------ DATA IN THIS EXERCISE

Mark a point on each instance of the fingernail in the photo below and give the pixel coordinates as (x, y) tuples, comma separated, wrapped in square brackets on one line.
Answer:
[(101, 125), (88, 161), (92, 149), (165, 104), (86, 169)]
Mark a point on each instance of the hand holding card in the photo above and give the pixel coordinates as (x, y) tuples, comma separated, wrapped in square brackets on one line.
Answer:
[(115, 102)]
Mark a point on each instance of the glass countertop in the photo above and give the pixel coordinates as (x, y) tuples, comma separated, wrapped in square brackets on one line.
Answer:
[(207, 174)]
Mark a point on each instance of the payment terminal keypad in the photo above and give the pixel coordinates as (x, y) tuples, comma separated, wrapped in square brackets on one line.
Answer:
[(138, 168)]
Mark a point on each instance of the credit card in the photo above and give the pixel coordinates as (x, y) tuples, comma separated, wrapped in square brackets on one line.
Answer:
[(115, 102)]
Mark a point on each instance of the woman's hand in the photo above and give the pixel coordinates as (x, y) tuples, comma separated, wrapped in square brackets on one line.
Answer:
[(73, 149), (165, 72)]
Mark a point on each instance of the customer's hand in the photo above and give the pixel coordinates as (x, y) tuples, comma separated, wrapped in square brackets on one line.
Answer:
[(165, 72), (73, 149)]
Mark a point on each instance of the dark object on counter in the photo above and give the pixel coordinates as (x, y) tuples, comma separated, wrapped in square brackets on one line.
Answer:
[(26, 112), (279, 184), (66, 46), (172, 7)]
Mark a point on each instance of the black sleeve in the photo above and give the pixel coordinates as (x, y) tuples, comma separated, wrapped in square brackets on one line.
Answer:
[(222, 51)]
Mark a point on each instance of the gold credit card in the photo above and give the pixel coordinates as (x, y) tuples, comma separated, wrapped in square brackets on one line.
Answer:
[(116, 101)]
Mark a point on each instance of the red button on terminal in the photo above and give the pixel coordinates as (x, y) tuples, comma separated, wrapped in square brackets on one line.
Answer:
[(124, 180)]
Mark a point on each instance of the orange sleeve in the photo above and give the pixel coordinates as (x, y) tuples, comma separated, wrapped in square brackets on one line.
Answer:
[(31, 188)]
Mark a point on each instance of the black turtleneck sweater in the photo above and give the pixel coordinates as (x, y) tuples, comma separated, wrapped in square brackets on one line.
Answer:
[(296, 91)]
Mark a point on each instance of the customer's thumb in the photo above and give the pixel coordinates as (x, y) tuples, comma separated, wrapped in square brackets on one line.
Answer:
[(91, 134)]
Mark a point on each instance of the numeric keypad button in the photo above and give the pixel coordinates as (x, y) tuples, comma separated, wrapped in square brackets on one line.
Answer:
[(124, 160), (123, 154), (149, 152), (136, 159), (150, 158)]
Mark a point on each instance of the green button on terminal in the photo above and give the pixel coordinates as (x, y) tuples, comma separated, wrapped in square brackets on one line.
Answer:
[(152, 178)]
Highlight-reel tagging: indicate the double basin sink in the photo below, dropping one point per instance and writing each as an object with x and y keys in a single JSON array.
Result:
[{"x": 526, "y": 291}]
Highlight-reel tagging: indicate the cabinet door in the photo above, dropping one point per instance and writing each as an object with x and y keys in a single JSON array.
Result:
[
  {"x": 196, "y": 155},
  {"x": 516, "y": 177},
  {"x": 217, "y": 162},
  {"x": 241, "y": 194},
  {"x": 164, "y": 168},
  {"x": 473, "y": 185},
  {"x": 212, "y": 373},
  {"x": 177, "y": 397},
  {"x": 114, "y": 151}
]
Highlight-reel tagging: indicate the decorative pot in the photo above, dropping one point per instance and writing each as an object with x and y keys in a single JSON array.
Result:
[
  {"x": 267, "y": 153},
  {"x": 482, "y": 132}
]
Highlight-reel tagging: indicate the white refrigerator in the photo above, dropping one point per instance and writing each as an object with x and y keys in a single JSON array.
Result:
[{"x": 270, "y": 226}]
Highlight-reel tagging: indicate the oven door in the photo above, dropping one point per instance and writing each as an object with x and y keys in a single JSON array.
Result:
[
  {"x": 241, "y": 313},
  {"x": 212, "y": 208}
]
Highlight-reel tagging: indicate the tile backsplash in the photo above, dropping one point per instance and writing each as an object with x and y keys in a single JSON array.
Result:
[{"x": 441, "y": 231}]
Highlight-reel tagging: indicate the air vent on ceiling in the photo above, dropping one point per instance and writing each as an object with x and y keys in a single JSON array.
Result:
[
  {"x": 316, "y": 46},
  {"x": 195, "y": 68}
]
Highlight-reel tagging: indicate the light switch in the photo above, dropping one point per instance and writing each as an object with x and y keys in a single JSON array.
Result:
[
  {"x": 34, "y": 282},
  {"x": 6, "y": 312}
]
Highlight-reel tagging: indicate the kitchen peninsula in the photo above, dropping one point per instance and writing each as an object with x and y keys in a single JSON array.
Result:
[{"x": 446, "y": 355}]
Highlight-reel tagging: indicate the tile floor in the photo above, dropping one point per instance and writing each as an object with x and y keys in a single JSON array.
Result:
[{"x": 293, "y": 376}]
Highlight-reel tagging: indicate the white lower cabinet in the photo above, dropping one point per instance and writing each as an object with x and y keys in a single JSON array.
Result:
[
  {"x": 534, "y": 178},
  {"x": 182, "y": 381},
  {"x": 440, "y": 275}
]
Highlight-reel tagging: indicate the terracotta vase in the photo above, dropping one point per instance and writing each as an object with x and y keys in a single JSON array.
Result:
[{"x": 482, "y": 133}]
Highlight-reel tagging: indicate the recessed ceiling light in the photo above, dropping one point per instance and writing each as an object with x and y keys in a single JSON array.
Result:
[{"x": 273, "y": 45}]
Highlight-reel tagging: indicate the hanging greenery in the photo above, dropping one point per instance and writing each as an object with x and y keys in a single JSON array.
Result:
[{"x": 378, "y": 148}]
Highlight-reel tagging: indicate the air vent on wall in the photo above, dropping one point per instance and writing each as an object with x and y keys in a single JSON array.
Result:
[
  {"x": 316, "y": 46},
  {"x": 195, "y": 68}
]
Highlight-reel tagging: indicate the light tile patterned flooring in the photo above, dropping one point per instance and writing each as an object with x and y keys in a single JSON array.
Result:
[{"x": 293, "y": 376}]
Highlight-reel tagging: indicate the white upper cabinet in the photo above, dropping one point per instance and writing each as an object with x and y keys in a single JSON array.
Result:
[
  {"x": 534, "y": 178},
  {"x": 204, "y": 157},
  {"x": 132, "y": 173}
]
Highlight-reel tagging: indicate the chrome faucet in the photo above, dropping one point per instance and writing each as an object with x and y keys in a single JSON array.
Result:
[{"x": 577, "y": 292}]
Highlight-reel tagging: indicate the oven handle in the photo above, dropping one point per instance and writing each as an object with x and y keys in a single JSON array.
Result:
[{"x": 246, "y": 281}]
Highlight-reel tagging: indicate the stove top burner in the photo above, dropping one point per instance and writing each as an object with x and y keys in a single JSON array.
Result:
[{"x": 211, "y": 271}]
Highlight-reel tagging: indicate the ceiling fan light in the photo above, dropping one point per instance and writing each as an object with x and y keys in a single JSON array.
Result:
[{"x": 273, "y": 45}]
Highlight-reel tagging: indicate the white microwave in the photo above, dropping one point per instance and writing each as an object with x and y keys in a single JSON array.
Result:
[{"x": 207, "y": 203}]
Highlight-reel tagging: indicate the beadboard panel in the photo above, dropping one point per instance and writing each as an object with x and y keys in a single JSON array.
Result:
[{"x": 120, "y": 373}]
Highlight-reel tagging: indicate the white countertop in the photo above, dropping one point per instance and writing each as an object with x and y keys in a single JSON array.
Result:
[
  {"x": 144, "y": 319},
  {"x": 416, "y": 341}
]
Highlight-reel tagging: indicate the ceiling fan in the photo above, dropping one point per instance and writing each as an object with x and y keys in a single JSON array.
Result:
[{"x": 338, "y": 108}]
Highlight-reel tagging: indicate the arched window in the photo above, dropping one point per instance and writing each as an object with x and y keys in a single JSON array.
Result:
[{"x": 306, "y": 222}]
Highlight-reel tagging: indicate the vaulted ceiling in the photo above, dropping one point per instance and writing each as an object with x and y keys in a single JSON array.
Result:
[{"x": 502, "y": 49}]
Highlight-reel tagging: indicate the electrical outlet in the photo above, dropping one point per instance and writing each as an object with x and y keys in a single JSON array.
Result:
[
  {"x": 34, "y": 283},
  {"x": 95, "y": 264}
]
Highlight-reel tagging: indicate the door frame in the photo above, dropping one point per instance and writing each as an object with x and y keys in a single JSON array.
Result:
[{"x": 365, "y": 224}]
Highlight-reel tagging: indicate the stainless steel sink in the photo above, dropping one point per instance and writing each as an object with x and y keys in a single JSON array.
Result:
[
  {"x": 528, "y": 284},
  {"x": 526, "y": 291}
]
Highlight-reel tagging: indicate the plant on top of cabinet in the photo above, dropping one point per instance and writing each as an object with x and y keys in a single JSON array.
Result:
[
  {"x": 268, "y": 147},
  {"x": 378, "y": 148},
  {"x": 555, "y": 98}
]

------------

EXERCISE
Above are the lines; repeat exactly the ones from the line containing "Highlight-reel tagging: indicate the white lower" down to the line containing "Highlight-reel tagging: indicate the air vent on wall", both inclusive.

TASK RESULT
Highlight-reel tagging: indicate the white lower cabinet in the photo above, dropping one point per instance and writing each as an object with x and y keys in a single JSON array.
Result:
[
  {"x": 534, "y": 178},
  {"x": 182, "y": 381},
  {"x": 440, "y": 275}
]
Highlight-reel tagging: indicate the terracotta vase in the photo above, dropping one point per instance and writing each as an object with x and y keys in a single JSON array.
Result:
[{"x": 482, "y": 133}]
Highlight-reel tagging: indicate the recessed ceiling light in the photo above, dropping one point per instance and writing each as an object with x and y keys in a single JSON array.
Result:
[{"x": 273, "y": 45}]
Highlight-reel tagging: indicate the hanging greenery in the photo above, dropping one point per instance and writing each as an object with x and y keys in a single JSON array.
Result:
[{"x": 378, "y": 148}]
Highlight-reel tagging: indicate the air vent on wall in the photo above, dropping one point per instance and writing each as an object with x and y keys in a single JSON array.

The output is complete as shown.